Documenti • 26 Luglio 2005

Sentenza 26 febbraio 2002, n.9378

Corte di Cassazione. Sezione II. Sentenza 26 febbraio 2002, n. 9378: “Controllo statale sugli atti eccedenti l’ordinaria amministrazione”.

LA CORTE SUPREMA DI CASSAZIONE

SEZIONE SECONDA

Composta dagli Ill.mi Sigg.ri Magistrati:

Dott. FRANCO PONTORIERI – Presidente –
Dott. ANTONIO VELLA – Consigliere –
Dott. ANTONINO ELEFANTE – Consigliere –
Dott. LUCIO MAZZIOTTI DI CELSO – rel. Consigliere –
Dott. UMBERTO GOLDONI – Consigliere –

ha pronunciato la seguente

SENTENZA

sul ricorso proposto da:
AZIENDA AGRARIA FLLI BRUNI SDF, in persona dei Contitolari ROBERTO e FRANCESCO BRUNI, elettivamente domiciliati in ROMA VIA DEI GRACCHI 130, presso lo studio dell’avvocato TERESINA T. MACRÌ, difesi dall’avvocato ARNALDO ARATUCCI, giusta delega in atti;- ricorrenti –

contro

IST DIOCESIANO SOSTENTAMENTO CLERO IDSC, in persona del legale rappresentante pro tempore;- intimato –

e sul 2^ ricorso n^. 23316/99 proposto da:
IST DIOCESANO SOSTENTAMENTO CLERO DIOCESI DI AREZZO CORTONA e SANSEPOLCRO, in persona del legale rapp.te p.t., elettivamente domiciliato in ROMA VIA G CARDUCCI 4, presso lo studio dell’avvocato ALBERTO BRUNI, che lo difende, giusta delega in atti;
– ricorrente –

contro

AZIENDA AGRARIA FLLI BRUNI SDF, in persona dei contitolari ROBERTO e FRANCESCO BRUNI, elettivamente domiciliati in ROMA VIA DEI GRACCHI 130, presso lo studio dell’avvocato TERESINA TITINA MACRÌ, difesi dall’avvocato ARNALDO AMATUCCI, giusta delega in atti;- controricorrenti al ricorso incidentale –

avverso la sentenza n. 744/99 della Corte d’Appello di FIRENZE, depositata il 21/06/99;
udita la relazione della causa svolta nella pubblica udienza del 26/02/02 dal Consigliere Dott. Lucio MAZZIOTTI DI CELSO;
udito l’Avvocato LO MASTO Salvatore, per delega dell’Avv. BRUNI depositata in udienza, difensore del resistente che si riporta agli atti depositati;
udito il P.M. in persona del Sostituto Procuratore Generale Dott. Raffaele CENICCOLA che ha concluso per il rigetto di entrambi i ricorsi.

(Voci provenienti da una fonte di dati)
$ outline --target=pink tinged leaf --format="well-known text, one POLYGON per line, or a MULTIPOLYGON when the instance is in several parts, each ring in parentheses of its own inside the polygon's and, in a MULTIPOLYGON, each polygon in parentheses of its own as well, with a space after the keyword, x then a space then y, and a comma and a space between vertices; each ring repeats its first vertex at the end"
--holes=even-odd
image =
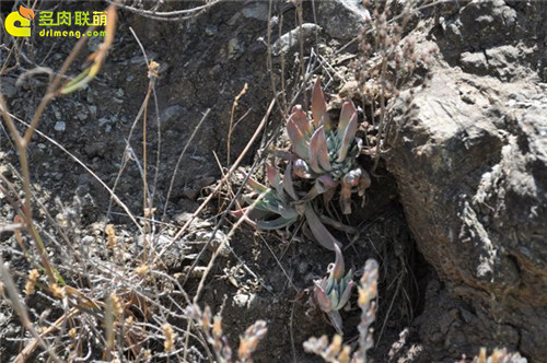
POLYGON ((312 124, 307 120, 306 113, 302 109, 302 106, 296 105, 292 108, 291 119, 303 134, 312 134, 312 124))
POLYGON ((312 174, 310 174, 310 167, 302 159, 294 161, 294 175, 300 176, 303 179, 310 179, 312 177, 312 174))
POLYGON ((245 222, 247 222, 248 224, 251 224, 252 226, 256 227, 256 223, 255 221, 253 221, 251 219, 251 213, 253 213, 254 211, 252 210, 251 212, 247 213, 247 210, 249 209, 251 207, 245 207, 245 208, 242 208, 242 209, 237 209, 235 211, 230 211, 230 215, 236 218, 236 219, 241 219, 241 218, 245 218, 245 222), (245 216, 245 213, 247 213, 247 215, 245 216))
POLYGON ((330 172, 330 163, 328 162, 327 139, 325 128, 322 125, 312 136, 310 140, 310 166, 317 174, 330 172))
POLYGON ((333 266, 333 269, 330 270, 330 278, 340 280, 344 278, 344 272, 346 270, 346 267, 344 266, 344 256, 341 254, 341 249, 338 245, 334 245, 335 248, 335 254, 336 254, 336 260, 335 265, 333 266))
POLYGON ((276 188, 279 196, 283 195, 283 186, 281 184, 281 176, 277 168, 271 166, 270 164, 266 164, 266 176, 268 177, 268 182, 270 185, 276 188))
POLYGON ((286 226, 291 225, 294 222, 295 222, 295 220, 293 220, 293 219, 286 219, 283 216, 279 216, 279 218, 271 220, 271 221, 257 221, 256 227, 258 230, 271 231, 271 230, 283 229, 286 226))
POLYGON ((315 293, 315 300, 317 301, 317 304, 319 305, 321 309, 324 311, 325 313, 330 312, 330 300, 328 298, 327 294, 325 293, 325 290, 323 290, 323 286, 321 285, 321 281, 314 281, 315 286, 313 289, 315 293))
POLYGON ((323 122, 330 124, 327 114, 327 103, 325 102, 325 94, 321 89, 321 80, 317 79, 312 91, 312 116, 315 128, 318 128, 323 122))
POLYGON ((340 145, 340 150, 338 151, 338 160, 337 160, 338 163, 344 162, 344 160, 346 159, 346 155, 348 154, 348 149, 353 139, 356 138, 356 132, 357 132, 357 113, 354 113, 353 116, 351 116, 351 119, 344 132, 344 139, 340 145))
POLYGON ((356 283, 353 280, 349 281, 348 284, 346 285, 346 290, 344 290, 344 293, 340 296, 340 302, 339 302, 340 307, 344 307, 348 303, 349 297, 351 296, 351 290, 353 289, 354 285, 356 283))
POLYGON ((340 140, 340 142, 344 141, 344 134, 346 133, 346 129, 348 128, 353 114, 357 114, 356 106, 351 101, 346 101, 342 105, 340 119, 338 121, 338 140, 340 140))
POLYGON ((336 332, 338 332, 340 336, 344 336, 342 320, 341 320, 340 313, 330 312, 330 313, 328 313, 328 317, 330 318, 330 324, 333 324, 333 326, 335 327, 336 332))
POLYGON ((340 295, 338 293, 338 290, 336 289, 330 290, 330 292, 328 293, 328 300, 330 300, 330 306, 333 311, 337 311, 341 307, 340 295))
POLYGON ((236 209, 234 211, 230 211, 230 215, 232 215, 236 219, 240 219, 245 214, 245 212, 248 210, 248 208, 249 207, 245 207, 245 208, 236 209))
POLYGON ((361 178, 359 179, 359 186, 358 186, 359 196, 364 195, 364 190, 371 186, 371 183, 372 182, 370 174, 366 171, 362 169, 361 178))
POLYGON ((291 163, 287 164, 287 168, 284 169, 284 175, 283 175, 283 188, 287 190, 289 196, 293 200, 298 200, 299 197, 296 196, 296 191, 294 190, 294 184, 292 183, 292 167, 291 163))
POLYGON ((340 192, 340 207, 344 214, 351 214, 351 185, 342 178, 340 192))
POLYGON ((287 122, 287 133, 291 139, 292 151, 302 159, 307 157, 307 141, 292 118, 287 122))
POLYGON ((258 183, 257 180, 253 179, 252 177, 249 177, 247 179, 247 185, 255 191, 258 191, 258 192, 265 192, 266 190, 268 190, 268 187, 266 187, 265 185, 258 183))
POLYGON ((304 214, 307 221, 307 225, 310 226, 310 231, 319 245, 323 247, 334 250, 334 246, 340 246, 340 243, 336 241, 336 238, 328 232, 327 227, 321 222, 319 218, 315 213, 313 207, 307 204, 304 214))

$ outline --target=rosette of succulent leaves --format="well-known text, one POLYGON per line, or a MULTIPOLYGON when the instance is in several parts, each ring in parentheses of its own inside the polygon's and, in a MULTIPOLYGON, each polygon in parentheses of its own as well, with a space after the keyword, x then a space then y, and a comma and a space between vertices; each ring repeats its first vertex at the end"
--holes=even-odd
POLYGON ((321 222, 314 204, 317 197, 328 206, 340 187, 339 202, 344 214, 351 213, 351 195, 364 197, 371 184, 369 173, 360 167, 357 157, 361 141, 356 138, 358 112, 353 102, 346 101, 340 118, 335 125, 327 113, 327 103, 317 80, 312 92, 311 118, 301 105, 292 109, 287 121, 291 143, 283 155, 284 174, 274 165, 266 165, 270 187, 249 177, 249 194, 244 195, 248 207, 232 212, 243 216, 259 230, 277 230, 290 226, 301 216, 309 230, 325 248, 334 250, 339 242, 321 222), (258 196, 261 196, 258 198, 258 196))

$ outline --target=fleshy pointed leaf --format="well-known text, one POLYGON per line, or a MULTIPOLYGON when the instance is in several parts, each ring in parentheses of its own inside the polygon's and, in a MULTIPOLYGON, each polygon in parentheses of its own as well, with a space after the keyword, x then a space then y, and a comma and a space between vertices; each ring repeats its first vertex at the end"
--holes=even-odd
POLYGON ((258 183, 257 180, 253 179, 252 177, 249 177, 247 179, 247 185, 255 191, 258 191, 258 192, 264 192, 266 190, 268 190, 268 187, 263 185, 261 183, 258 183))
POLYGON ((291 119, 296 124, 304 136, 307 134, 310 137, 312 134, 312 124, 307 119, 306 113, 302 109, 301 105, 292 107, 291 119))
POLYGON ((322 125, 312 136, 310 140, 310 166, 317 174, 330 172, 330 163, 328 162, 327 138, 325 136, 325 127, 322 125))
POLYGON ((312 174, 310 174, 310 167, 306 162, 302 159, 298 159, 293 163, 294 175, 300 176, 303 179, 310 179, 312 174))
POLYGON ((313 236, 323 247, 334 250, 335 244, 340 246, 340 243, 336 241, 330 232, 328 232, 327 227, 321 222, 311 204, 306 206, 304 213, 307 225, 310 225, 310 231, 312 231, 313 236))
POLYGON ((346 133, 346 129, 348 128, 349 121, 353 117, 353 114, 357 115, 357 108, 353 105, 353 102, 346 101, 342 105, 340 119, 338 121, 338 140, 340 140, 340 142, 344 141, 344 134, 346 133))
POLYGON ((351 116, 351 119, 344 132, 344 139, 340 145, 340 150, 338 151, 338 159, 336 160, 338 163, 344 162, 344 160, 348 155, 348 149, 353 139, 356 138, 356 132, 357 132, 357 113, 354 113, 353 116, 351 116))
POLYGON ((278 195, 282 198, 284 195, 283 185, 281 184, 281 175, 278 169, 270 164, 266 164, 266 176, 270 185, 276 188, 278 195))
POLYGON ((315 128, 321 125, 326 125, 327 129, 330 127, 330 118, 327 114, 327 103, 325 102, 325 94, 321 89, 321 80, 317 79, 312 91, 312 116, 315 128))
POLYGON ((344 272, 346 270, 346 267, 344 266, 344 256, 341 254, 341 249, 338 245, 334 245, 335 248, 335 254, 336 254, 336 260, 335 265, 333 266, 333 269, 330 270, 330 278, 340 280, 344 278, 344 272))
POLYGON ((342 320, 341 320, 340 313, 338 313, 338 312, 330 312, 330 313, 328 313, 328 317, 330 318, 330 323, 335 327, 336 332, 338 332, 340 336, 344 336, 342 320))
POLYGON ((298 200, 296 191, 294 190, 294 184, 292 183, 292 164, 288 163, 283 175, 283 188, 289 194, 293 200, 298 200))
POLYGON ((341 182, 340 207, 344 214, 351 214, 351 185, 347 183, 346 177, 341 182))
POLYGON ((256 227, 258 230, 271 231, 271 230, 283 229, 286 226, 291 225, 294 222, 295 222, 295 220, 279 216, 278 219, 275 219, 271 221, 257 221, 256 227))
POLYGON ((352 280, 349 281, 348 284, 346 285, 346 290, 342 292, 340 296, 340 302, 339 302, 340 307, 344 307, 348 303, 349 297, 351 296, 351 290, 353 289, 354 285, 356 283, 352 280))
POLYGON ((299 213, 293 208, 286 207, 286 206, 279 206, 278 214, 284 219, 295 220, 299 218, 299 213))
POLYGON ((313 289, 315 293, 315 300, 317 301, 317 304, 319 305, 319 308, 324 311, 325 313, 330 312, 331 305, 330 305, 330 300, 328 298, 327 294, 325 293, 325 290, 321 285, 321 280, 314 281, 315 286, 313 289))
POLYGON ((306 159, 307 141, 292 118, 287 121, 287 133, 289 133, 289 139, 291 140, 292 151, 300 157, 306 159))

> _CONSEGNA_: Ricopia il passo della sentenza compreso tra "avverso la sentenza" e "entrambi i ricorsi.", estremi inclusi.

> _RISULTATO_:
avverso la sentenza n. 744/99 della Corte d’Appello di FIRENZE, depositata il 21/06/99;
udita la relazione della causa svolta nella pubblica udienza del 26/02/02 dal Consigliere Dott. Lucio MAZZIOTTI DI CELSO;
udito l’Avvocato LO MASTO Salvatore, per delega dell’Avv. BRUNI depositata in udienza, difensore del resistente che si riporta agli atti depositati;
udito il P.M. in persona del Sostituto Procuratore Generale Dott. Raffaele CENICCOLA che ha concluso per il rigetto di entrambi i ricorsi.